### Provided data
-- BEGIN --

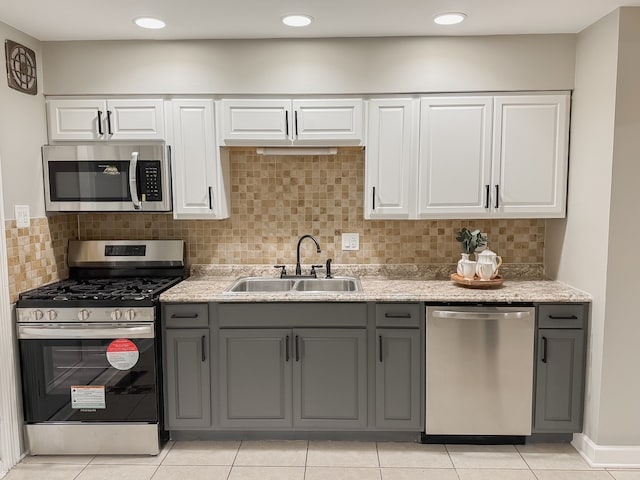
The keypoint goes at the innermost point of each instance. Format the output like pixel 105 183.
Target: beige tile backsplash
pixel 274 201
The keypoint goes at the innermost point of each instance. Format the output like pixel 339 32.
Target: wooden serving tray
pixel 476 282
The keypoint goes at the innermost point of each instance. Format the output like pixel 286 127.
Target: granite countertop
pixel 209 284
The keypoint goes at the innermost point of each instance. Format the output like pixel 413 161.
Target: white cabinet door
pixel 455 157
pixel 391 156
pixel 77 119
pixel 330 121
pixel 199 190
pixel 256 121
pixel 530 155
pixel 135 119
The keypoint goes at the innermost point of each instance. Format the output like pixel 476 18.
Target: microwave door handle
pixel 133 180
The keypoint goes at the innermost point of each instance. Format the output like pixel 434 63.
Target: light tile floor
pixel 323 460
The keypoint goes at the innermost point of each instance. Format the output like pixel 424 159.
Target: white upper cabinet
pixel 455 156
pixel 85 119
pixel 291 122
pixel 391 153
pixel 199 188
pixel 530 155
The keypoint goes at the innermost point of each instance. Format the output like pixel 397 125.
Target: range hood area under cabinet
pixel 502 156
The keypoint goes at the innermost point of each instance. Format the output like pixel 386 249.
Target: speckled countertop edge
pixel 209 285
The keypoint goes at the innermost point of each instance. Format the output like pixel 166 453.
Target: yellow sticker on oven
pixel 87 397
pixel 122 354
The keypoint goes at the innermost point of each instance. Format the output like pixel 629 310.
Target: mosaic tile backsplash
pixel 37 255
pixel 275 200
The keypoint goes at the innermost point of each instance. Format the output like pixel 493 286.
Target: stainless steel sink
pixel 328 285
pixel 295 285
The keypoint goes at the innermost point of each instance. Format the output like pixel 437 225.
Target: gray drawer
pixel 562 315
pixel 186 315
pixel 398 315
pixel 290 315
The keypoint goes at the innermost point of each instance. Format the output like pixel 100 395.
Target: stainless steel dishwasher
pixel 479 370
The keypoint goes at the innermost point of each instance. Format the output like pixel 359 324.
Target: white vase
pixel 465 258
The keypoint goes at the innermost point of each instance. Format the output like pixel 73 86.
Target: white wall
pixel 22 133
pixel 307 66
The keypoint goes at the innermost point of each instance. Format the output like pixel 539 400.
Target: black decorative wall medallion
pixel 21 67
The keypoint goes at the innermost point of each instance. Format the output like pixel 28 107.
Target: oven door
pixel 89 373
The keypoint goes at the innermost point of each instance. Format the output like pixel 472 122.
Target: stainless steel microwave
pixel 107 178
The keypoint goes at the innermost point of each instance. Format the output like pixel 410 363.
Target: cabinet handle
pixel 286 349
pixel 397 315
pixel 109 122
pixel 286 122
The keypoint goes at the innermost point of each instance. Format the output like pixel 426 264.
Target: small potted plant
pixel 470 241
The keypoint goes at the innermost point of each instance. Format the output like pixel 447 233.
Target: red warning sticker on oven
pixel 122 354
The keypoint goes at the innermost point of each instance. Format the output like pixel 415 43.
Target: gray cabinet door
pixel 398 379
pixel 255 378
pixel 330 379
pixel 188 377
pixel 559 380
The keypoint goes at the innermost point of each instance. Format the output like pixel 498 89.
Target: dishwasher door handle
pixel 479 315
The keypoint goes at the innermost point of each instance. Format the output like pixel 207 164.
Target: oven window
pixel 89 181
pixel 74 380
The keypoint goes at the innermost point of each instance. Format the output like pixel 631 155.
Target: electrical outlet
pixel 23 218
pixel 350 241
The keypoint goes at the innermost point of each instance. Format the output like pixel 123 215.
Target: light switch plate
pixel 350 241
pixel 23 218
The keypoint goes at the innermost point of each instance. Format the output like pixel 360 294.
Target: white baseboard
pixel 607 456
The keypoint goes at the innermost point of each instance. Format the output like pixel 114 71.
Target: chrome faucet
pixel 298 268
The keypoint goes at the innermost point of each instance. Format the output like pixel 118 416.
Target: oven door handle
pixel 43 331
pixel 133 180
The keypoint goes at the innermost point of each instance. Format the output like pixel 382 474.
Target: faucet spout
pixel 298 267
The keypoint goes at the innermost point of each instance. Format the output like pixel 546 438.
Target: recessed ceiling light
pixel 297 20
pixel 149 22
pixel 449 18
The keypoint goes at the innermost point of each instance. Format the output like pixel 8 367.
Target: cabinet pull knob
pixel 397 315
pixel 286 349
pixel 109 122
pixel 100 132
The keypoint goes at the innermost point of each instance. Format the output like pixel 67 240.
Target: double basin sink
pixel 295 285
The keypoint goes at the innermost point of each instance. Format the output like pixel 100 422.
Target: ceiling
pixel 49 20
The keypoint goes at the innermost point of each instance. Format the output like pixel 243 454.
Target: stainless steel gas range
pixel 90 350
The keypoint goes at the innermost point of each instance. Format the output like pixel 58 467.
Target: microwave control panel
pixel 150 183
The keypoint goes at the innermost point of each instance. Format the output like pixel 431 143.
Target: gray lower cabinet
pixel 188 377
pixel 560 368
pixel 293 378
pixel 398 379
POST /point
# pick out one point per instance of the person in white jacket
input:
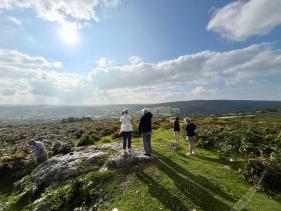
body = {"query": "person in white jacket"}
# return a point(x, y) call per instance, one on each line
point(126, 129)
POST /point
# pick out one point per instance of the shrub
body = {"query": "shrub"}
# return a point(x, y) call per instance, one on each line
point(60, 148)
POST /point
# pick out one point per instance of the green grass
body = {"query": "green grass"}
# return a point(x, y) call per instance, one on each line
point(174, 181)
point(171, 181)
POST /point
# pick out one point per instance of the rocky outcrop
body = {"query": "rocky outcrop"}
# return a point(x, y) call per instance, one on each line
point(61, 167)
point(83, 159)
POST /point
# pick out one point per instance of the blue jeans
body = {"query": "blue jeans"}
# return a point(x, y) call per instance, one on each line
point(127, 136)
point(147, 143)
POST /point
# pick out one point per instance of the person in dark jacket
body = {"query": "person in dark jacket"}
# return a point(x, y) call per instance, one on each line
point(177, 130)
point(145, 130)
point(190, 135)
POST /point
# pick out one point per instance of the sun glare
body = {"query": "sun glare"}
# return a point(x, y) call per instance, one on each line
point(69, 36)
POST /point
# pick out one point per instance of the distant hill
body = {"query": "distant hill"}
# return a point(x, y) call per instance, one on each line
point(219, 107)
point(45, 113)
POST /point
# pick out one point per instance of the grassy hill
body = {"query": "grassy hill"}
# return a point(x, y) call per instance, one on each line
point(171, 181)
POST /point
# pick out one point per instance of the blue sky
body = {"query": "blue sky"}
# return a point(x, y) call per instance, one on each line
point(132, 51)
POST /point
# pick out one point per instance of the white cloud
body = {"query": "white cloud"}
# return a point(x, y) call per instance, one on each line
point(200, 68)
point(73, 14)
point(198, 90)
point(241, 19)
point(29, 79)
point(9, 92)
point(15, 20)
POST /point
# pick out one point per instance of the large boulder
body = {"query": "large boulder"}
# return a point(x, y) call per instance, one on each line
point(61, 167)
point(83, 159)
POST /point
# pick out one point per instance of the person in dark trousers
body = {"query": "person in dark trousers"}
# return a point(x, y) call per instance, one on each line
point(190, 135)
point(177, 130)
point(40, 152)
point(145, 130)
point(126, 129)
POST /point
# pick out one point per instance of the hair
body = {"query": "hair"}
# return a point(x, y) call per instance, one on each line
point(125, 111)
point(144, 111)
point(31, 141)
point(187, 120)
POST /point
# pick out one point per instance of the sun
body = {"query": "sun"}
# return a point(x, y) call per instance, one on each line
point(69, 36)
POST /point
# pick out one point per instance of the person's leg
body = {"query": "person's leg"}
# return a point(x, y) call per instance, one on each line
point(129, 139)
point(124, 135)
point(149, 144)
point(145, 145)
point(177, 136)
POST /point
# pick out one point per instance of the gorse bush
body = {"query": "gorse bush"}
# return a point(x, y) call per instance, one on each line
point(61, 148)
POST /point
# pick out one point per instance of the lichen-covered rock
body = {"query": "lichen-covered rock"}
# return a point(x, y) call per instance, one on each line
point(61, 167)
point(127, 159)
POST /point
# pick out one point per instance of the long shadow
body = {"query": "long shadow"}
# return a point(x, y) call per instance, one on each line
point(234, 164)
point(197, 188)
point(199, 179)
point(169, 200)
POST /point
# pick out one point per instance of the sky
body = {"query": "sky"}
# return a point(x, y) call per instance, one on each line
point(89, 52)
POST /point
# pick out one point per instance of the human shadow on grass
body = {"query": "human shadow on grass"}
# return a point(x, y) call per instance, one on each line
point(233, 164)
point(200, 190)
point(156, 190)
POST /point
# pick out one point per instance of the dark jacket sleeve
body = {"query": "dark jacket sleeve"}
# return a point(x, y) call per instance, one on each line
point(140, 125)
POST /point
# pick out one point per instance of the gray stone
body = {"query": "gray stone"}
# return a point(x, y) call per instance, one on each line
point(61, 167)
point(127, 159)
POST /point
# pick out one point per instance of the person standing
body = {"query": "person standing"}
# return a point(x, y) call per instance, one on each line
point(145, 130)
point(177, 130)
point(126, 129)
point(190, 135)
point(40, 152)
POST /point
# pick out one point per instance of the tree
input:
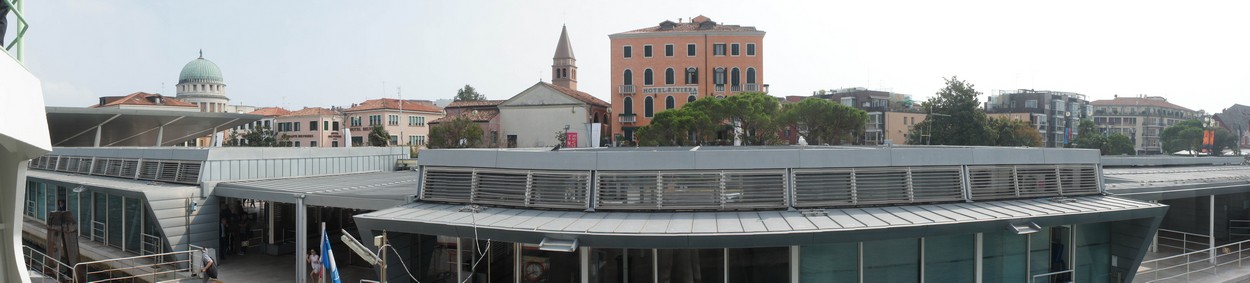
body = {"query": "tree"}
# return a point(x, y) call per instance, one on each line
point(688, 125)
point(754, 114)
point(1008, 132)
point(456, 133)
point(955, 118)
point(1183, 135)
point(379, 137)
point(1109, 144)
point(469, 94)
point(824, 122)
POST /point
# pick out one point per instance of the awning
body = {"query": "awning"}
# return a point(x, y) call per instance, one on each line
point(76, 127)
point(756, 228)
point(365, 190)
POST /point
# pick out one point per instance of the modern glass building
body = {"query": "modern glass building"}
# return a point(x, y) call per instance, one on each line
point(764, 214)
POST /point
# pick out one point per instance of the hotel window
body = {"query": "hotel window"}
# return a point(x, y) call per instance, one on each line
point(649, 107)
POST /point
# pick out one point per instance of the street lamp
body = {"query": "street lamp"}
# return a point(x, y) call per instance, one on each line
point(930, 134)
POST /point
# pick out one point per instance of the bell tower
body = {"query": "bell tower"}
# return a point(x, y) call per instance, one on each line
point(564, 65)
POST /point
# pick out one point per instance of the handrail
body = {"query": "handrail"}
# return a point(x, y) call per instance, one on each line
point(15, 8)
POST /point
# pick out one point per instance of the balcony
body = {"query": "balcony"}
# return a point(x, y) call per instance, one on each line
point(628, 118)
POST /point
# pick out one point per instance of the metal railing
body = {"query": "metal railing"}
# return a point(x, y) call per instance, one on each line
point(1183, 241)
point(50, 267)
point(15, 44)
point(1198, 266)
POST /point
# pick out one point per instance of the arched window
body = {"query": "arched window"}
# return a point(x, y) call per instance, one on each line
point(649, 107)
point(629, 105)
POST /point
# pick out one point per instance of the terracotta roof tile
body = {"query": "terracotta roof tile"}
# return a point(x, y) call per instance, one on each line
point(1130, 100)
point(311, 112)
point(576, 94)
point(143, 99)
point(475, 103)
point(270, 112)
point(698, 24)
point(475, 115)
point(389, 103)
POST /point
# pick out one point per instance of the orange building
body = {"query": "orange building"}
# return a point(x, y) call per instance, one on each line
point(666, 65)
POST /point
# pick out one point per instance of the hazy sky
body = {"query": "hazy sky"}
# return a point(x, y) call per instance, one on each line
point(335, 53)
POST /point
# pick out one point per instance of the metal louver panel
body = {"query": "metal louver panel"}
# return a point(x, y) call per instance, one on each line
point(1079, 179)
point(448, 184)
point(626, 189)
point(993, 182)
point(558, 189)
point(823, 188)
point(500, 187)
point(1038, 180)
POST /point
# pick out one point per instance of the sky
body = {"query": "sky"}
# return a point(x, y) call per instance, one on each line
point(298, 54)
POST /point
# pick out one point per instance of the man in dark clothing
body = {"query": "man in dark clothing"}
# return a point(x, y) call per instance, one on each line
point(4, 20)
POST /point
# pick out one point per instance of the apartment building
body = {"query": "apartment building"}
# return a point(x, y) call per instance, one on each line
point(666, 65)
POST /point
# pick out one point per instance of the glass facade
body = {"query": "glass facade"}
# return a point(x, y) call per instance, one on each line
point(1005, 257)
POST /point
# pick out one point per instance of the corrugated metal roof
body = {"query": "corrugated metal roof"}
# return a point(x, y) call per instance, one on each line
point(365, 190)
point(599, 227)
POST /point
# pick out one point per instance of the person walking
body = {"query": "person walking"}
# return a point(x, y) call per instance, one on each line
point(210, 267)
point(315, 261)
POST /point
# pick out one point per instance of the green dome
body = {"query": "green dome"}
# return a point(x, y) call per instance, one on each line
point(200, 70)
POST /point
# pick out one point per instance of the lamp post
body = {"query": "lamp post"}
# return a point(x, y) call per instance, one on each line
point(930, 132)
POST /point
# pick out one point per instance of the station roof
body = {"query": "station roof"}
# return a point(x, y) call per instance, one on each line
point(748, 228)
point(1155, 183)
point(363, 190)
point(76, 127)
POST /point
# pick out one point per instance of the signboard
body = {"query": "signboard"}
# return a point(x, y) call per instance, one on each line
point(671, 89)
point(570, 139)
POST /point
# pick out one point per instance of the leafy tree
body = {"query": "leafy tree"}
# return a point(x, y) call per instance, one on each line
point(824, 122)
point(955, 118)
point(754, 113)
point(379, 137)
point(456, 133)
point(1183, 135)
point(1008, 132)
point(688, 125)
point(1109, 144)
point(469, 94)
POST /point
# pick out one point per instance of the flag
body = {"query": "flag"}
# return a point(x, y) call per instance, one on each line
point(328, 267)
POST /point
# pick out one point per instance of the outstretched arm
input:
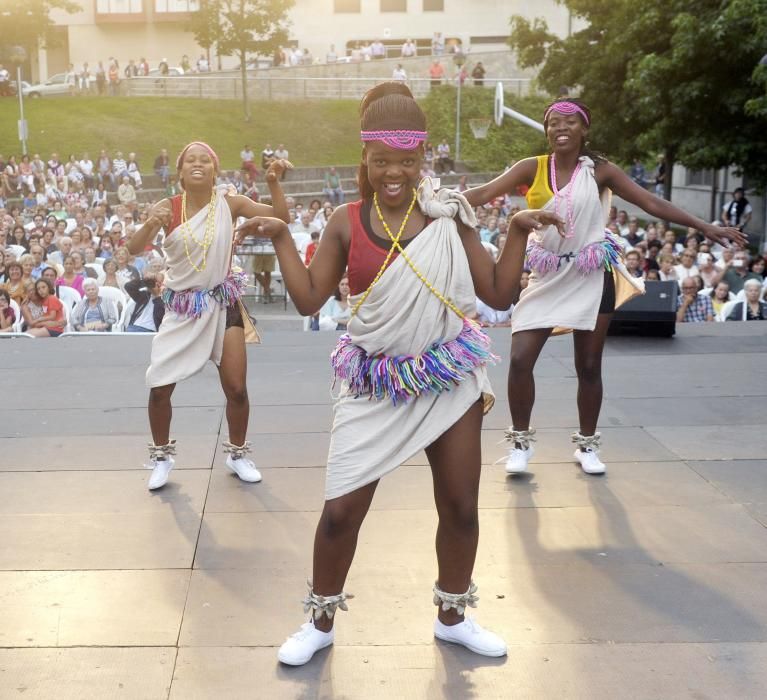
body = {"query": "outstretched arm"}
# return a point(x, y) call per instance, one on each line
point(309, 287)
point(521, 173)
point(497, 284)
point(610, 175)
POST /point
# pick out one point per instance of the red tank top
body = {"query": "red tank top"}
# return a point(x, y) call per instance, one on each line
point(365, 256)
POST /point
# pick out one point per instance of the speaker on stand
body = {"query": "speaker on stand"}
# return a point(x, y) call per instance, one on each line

-- END --

### Your instructions
Repeat the stretch of the listing from its start through the line containing "pixel 476 282", word for word, leaving out the pictures.

### Complete response
The keypoint goes at the innermost point of each instance. Format the output like pixel 105 183.
Target: beige tile backsplash
pixel 274 201
The keypoint goes at the innermost point of each instance. Format the output like pixel 339 32.
Target: wooden serving tray
pixel 476 282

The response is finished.